* _Exercise aim_: Please pull out every line in the items below that contains the string "black", and copy each one in full. Matches are case-sensitive.

* _Data for this exercise_:
* Begin *

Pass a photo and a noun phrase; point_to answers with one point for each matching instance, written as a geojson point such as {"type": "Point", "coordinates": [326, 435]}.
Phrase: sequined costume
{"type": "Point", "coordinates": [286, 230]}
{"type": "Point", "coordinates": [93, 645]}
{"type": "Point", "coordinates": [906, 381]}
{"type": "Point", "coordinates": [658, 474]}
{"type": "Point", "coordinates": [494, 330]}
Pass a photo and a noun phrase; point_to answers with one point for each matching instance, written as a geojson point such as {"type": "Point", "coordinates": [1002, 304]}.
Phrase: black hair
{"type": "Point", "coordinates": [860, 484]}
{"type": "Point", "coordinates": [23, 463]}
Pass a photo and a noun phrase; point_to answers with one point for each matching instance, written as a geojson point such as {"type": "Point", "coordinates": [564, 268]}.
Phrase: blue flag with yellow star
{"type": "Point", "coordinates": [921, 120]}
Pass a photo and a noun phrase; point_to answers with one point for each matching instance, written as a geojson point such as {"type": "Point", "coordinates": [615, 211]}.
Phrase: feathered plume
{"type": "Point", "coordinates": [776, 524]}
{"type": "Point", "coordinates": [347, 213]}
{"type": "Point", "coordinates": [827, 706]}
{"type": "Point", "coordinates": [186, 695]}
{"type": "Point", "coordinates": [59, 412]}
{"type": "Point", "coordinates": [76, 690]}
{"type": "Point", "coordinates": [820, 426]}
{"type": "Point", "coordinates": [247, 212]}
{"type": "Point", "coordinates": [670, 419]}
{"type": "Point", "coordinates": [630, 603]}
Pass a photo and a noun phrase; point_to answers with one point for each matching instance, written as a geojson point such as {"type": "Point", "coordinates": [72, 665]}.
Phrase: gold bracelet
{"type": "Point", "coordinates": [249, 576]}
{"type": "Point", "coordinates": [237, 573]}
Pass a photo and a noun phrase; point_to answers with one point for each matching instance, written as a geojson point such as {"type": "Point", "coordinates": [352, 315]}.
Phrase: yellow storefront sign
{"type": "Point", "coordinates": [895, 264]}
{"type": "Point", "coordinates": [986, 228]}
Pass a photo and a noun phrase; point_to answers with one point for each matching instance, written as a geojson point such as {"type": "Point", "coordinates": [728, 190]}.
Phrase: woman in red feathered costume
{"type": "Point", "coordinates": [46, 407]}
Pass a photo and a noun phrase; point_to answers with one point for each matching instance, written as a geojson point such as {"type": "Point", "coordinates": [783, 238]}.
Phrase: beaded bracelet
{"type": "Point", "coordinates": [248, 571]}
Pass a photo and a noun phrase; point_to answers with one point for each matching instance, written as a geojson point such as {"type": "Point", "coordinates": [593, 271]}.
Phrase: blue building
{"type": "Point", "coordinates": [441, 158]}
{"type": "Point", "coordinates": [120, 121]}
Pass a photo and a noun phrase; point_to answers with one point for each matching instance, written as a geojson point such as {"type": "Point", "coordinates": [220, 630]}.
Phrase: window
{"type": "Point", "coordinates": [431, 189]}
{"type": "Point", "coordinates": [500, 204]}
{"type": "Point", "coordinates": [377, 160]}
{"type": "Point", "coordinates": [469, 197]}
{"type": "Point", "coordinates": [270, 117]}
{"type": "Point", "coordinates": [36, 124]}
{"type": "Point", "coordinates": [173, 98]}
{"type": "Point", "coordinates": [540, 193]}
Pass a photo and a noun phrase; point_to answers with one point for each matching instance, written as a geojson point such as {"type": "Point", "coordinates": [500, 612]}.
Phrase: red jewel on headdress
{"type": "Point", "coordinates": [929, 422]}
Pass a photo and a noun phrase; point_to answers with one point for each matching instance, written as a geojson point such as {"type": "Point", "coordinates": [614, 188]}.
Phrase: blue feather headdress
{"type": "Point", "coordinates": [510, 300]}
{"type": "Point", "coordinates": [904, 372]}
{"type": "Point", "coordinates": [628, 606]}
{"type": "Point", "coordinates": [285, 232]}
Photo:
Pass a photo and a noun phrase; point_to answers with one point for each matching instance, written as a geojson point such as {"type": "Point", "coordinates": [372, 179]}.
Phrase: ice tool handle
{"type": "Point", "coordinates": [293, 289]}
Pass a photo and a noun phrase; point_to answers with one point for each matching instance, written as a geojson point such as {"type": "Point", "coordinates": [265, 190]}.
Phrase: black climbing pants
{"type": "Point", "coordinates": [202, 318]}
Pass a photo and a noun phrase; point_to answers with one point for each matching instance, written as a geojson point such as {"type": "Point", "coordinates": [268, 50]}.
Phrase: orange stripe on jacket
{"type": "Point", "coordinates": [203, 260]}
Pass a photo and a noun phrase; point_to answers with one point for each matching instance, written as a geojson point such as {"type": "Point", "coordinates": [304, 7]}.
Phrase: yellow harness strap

* End *

* _Full output_:
Phrase: black hair
Phrase: black climbing pants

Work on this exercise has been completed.